======== Data for review ========

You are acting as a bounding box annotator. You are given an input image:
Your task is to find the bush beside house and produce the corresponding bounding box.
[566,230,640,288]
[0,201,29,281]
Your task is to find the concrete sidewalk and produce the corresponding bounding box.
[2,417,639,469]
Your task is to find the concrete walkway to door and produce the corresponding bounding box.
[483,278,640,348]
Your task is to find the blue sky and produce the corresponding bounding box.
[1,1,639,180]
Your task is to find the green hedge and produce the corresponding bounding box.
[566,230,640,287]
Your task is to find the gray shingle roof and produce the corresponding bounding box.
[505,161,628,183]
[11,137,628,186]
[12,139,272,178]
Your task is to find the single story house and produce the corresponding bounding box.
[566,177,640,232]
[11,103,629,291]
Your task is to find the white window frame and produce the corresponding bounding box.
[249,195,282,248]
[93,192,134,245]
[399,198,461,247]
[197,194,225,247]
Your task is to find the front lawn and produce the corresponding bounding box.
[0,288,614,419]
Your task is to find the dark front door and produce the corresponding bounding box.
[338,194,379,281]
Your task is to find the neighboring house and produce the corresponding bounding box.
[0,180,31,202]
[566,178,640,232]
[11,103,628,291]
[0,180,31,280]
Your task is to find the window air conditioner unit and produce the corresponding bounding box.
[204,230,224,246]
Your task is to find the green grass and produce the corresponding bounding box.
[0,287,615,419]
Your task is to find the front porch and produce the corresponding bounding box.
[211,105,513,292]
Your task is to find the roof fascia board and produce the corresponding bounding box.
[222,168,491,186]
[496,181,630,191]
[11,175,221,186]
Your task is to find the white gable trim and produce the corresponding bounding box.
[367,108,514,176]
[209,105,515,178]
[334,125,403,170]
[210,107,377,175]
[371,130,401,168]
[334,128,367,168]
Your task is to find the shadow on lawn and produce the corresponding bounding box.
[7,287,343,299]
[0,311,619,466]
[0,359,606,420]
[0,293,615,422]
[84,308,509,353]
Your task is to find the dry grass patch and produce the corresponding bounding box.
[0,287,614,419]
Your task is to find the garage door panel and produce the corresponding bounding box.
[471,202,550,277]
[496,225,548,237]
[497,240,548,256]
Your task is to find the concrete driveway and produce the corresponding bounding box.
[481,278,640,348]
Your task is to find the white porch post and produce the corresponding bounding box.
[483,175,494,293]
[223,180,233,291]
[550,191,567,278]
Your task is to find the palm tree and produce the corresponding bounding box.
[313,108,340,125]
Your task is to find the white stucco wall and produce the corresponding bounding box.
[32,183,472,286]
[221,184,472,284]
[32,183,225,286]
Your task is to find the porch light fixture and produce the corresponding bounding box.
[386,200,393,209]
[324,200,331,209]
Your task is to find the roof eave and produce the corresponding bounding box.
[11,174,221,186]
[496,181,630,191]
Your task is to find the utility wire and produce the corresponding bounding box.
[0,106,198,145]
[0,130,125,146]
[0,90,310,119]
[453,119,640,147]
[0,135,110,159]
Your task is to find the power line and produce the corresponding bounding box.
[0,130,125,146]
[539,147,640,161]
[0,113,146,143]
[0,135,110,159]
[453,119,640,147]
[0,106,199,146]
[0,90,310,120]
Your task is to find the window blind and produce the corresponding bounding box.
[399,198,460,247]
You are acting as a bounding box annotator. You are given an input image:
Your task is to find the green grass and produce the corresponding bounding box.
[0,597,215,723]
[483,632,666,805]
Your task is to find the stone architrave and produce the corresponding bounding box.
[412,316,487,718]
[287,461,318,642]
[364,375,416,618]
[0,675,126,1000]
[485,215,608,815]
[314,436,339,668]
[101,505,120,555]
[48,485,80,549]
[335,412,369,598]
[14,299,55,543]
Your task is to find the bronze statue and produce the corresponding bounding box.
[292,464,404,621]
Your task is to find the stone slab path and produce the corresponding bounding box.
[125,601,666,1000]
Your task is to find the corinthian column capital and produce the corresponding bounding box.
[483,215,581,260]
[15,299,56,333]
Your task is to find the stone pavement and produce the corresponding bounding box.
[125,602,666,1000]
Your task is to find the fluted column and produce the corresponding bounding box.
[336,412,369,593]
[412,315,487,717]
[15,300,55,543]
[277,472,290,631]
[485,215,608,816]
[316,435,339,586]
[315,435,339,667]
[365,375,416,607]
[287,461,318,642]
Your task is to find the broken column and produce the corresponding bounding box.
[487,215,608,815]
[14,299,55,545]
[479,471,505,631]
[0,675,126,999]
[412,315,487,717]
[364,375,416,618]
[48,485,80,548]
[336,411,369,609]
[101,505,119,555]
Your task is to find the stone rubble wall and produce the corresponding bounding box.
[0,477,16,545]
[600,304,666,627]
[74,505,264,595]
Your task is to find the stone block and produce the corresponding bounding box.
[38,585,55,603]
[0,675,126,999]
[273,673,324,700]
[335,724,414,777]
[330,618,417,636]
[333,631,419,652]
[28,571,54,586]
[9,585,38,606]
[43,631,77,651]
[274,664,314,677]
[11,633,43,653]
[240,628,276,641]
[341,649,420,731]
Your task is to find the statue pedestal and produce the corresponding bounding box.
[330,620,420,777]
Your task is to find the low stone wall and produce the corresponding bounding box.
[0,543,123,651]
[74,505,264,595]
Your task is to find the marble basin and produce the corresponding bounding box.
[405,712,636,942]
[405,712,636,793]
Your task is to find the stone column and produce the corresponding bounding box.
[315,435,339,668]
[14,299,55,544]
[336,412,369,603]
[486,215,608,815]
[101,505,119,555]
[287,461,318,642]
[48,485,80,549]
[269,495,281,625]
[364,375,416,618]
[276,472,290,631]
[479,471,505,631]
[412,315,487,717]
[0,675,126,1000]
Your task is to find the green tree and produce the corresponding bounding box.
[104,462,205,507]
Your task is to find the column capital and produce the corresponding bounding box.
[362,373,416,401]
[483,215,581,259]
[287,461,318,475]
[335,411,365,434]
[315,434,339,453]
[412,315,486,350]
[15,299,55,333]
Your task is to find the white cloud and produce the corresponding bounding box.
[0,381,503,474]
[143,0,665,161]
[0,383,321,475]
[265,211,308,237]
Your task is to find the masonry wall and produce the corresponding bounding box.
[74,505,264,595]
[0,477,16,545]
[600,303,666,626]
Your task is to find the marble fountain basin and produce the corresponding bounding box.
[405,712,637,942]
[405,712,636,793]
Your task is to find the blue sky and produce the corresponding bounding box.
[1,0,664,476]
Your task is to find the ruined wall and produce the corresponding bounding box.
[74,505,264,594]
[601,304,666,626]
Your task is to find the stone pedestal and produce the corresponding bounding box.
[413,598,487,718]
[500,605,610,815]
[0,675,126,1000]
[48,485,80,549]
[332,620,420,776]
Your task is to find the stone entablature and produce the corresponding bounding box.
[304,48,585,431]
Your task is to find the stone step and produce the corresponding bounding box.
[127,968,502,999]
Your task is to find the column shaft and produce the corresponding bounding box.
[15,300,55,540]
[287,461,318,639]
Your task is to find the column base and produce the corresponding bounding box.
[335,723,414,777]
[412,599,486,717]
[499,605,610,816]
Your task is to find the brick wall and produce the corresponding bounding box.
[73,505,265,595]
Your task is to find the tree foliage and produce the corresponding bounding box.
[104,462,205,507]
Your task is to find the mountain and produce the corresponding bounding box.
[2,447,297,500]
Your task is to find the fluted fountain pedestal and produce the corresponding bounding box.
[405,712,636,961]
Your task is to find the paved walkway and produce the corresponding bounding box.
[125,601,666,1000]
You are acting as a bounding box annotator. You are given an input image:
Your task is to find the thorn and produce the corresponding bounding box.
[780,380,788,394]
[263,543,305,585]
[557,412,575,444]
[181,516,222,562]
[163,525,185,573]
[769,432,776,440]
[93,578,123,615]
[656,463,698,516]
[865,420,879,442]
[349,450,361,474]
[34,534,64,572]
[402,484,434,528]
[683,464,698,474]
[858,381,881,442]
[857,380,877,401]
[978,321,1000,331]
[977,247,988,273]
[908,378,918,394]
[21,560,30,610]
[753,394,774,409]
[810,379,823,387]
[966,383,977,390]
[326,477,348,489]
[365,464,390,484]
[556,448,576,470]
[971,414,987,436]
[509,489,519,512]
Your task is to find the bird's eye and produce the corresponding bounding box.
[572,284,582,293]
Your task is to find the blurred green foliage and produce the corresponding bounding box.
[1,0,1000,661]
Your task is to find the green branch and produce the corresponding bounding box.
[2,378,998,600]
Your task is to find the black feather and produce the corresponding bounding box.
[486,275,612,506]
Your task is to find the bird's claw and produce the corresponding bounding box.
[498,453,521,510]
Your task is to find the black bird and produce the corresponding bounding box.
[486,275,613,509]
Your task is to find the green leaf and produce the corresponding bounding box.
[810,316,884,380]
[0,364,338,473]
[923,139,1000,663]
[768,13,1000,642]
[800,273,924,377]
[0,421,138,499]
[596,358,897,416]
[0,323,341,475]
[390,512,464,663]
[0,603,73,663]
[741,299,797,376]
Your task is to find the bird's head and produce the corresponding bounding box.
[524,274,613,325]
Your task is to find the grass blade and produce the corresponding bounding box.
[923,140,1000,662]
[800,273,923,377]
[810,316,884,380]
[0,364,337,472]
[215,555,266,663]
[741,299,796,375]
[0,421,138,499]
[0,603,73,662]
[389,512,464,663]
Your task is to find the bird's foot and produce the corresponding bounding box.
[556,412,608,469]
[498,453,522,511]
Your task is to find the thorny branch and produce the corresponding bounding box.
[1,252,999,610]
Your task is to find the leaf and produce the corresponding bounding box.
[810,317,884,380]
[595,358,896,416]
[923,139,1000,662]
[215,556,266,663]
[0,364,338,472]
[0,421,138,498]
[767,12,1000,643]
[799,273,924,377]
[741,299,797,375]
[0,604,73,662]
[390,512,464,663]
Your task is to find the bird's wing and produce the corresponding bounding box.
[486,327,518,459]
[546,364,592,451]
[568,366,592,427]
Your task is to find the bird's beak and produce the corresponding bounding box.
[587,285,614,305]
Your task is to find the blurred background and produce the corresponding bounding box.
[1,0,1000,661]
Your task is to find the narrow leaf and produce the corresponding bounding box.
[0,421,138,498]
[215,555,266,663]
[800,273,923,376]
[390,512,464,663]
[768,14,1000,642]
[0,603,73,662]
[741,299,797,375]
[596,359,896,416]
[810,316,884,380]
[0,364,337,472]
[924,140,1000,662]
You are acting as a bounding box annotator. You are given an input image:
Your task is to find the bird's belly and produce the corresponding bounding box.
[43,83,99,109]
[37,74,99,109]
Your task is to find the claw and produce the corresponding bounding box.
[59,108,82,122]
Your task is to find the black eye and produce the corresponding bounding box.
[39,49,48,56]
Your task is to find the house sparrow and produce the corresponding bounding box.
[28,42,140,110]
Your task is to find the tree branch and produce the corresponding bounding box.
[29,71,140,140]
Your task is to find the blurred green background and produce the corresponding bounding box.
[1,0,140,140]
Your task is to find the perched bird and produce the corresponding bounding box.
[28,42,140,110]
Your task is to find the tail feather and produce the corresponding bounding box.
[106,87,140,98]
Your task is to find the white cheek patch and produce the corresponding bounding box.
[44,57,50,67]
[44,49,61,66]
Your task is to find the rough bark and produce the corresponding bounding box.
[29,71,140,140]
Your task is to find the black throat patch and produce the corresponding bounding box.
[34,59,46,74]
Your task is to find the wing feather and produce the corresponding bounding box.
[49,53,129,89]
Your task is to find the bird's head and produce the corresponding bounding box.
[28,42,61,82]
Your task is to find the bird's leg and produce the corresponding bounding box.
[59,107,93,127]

========

— Required action —
Find the line that contains "Your task is to find the black eye". Write out that line and every line after it through the end of the data, exactly, and nothing else.

— Response —
Your task is to find the black eye and produce the corresponding bounding box.
[39,49,48,56]
Your task is to find the house sparrow and produce the corresponding bounding box.
[28,42,140,110]
Your task is to find the tree branch and produce the corresponding bounding box.
[29,71,140,140]
Your task is to find the blurred green background and produce the corresponding bounding box.
[1,0,140,140]
Your task is to find the perched bird and produce the corresponding bounding box.
[28,42,140,110]
Your task is to find the tail feather and produce the corresponding bounding box.
[106,87,140,98]
Your task is to find the white cheek patch and produce the corresponding bounding box.
[44,57,50,67]
[44,49,61,66]
Your task is to find the rough bark and produce the corresponding bounding box.
[29,71,140,140]
Your task is to find the black throat patch and produce the corresponding bounding box.
[34,59,46,74]
Your task is to find the wing feather and produce the corresponding bounding box.
[49,53,129,89]
Your task is to find the bird's head and produce the corresponding bounding box.
[28,42,61,82]
Your task is to find the bird's leg and produce the corresponding bounding box.
[59,107,93,127]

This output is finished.